SUPPLIED INFORMATION =
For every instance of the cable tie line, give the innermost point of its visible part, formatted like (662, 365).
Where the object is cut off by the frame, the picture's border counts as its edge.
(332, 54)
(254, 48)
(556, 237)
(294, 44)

---

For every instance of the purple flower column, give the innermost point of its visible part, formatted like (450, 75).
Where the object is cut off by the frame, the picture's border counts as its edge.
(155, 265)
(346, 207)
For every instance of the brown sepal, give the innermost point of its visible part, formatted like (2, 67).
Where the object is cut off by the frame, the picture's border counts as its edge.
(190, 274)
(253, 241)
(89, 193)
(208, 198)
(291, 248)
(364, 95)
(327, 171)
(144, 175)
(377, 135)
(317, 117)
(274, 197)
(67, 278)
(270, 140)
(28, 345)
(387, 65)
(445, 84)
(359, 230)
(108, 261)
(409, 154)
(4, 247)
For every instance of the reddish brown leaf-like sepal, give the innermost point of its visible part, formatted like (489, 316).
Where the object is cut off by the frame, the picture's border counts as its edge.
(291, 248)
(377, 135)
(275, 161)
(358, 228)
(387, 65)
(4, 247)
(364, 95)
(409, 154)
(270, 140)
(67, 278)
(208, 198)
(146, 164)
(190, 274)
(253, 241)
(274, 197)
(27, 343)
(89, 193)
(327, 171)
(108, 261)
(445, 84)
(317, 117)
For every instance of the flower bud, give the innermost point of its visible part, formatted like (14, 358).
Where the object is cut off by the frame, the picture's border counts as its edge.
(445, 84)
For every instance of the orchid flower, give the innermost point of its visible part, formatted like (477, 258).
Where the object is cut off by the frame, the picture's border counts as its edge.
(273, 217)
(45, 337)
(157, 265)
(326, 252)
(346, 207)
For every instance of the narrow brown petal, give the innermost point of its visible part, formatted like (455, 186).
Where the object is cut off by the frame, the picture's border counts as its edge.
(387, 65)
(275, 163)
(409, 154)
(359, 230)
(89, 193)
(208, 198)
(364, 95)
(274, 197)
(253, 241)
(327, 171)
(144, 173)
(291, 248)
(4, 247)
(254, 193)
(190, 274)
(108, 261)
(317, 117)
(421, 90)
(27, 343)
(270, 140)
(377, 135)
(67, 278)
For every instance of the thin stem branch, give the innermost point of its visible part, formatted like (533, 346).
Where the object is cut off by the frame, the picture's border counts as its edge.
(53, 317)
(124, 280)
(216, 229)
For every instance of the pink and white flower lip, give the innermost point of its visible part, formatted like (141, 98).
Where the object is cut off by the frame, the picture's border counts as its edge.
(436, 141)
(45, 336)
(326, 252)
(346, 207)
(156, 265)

PROBLEM DESCRIPTION = Locate every line in the items above that contains the word "flower" and copy each of those lines.

ANSWER IN FULL =
For every instance of the purple flower column, give the innermost point of its visible part, formatted like (450, 75).
For every instance of the flower bud, give the innermost point of its visible part, formatted like (14, 358).
For every instance of the orchid flower, give the innermost point of its visible part, formatted like (477, 258).
For every instance of the pink and white flower lip, give the innermost point of its visible part, formatted like (141, 98).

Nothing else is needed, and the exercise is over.